Document AI Workbench

Neil Kolban
Google Cloud - Community
15 min readNov 21, 2022

The Google Document AI (DocAI) service provides the capability to ingest documents in a variety of formats including PDF and images. DocAI will then parse the documents and extract a structured representation of the data. Let’s take that apart in more detail.

Here is a dataset on Kaggle that contains images of fake US W2 forms. The W2 is a form issued by a US employer declaring what an employee earned and how much taxes were withheld. At the end of the year, the W2 is sent to the employee as either a physical sheet of paper or in an electronic format (eg PDF). That person will then submit that as part of their tax returns.

If we look at an example of a W2 form, we see that it contains a lot of information.

Our example instance (the image above), shows it contains many expected fields. For example:

  • Employee Social Security Number (522–86–4190)
  • Employer (Hall Ltd Group)
  • Employee (Daniel Robinson)
  • Wages ($91,282.31)
  • Income tax withheld ($31,479.62)

##############################

• **Goal A**
According to the Document AI article, what does a US W2 form declare?
• **Goal B**
Summarize the Document AI article in two sentences.
• **Goal C**
From the Document AI article, copy out the passage between "The Google Document" and "in more detail.", inclusive.

##############################

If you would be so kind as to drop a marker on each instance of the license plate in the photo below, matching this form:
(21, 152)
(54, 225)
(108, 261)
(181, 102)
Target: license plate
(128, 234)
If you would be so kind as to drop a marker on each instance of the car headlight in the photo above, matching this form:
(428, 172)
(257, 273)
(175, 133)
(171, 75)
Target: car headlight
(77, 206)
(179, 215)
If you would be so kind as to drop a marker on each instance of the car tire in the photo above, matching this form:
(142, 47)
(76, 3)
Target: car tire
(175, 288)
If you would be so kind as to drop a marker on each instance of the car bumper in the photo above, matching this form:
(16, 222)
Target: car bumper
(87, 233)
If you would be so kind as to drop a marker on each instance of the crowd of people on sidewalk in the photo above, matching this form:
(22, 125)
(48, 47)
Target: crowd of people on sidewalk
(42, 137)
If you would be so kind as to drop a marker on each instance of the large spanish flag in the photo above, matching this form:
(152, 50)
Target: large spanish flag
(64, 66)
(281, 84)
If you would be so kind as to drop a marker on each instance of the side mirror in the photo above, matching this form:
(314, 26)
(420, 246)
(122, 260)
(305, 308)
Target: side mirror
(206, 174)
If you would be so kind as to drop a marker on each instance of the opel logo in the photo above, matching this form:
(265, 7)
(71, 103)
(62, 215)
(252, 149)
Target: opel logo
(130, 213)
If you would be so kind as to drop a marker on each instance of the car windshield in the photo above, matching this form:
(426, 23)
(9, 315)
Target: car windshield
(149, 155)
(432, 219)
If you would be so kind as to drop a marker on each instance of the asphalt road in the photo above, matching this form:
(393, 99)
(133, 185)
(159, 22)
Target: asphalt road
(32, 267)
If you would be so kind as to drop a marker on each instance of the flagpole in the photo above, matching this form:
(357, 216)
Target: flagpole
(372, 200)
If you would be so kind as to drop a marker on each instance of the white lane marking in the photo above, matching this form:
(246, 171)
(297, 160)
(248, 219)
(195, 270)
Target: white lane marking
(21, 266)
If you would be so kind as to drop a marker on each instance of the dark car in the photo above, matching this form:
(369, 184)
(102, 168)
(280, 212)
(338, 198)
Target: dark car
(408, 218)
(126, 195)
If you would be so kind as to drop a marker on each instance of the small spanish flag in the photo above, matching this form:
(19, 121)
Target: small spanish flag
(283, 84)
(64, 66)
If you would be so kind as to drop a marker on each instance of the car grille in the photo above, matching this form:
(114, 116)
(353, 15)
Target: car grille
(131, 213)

##############################

• **Solution A**
It declares what an employee earned and how much taxes were withheld.

• **Solution B**
Google's Document AI service ingests documents in formats such as PDF and images, parses them, and extracts a structured representation of the data. The article then turns to a Kaggle dataset of fake US W2 forms, which a US employer issues to declare an employee's earnings and withheld taxes, and which contain fields such as the employee's Social Security number, employer, wages, and income tax withheld.

• **Solution C**
The Google Document AI (DocAI) service provides the capability to ingest documents in a variety of formats including PDF and images. DocAI will then parse the documents and extract a structured representation of the data. Let’s take that apart in more detail.